══ Girdi Verisi ══

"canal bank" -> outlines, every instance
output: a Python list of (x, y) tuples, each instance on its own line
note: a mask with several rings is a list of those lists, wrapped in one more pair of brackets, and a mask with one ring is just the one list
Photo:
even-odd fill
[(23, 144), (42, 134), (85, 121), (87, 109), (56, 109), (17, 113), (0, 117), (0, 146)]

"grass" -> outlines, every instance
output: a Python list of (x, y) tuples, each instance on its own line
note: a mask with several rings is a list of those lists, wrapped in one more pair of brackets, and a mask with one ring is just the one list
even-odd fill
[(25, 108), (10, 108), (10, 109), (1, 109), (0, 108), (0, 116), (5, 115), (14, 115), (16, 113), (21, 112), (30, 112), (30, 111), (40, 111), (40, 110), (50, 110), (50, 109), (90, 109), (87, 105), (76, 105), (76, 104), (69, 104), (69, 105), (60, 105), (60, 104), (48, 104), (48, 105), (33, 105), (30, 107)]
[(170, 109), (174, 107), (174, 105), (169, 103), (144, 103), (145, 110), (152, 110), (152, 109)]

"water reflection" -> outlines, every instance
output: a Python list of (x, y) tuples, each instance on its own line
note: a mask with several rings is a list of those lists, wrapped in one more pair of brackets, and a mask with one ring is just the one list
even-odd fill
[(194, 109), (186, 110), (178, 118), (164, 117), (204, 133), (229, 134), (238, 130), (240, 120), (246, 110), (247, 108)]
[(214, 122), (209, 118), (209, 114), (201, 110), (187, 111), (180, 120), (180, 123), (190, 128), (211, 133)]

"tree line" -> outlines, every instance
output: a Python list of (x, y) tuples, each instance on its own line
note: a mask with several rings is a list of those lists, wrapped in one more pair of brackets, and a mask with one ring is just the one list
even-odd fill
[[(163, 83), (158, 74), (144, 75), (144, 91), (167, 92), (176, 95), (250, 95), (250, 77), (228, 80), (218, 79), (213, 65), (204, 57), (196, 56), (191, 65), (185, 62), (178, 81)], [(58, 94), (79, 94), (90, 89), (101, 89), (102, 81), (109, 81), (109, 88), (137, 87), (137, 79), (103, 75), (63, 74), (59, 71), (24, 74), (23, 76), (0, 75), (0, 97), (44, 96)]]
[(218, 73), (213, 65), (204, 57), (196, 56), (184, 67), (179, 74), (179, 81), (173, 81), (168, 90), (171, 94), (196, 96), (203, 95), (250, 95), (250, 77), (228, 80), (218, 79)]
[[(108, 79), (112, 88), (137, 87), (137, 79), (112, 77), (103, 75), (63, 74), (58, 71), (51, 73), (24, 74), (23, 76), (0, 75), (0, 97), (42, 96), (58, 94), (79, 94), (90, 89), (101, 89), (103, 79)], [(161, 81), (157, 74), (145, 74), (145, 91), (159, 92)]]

═══

Görev Tanımı: Tüm satırlarda "every instance" ifadesini "all instances" ile değiştirerek satırları güncelle; geri kalan her şey aynen kalsın.

Çözüm:
"canal bank" -> outlines, all instances
output: a Python list of (x, y) tuples, each instance on its own line
note: a mask with several rings is a list of those lists, wrapped in one more pair of brackets, and a mask with one ring is just the one list
Photo:
even-odd fill
[(23, 144), (42, 134), (85, 121), (87, 109), (56, 109), (17, 113), (0, 117), (0, 146)]

"grass" -> outlines, all instances
output: a Python list of (x, y) tuples, each instance on its own line
note: a mask with several rings is a list of those lists, wrapped in one more pair of brackets, and a mask with one ring is just the one list
even-odd fill
[(25, 108), (10, 108), (10, 109), (1, 109), (0, 108), (0, 116), (5, 115), (14, 115), (16, 113), (21, 112), (30, 112), (30, 111), (40, 111), (40, 110), (50, 110), (50, 109), (90, 109), (87, 105), (76, 105), (76, 104), (69, 104), (69, 105), (60, 105), (60, 104), (48, 104), (48, 105), (33, 105), (30, 107)]
[(170, 109), (174, 107), (174, 105), (169, 103), (144, 103), (145, 110), (152, 110), (152, 109)]

"water reflection" -> outlines, all instances
output: a Python list of (x, y) tuples, each instance on its own line
note: a mask with several rings is a list of those lists, wrapped in one more pair of brackets, and a mask with one ring is just the one list
even-odd fill
[(194, 109), (186, 110), (178, 118), (164, 117), (204, 133), (229, 134), (238, 130), (240, 120), (246, 110), (247, 108)]
[(214, 122), (209, 118), (209, 114), (201, 110), (187, 111), (180, 120), (180, 123), (190, 128), (211, 133)]

"tree line" -> outlines, all instances
output: a Python list of (x, y) tuples, each instance on its own line
note: a mask with several rings is a list of those lists, wrapped in one more pair of brackets, and a mask with one ring is just the one list
even-odd fill
[[(163, 83), (158, 74), (144, 75), (144, 91), (167, 92), (176, 95), (250, 95), (250, 77), (228, 80), (218, 79), (213, 65), (204, 57), (196, 56), (191, 65), (185, 62), (178, 81)], [(58, 94), (79, 94), (90, 89), (101, 89), (102, 81), (109, 81), (109, 88), (137, 87), (137, 79), (103, 75), (63, 74), (59, 71), (24, 74), (23, 76), (0, 75), (0, 97), (44, 96)]]
[(218, 73), (213, 65), (204, 57), (196, 56), (184, 67), (179, 74), (179, 81), (173, 81), (168, 90), (171, 94), (196, 96), (203, 95), (250, 95), (250, 77), (228, 80), (218, 79)]
[[(108, 79), (112, 88), (137, 87), (137, 79), (112, 77), (103, 75), (63, 74), (58, 71), (51, 73), (24, 74), (23, 76), (0, 75), (0, 97), (42, 96), (58, 94), (79, 94), (90, 89), (101, 89), (103, 79)], [(161, 81), (157, 74), (145, 74), (145, 91), (159, 92)]]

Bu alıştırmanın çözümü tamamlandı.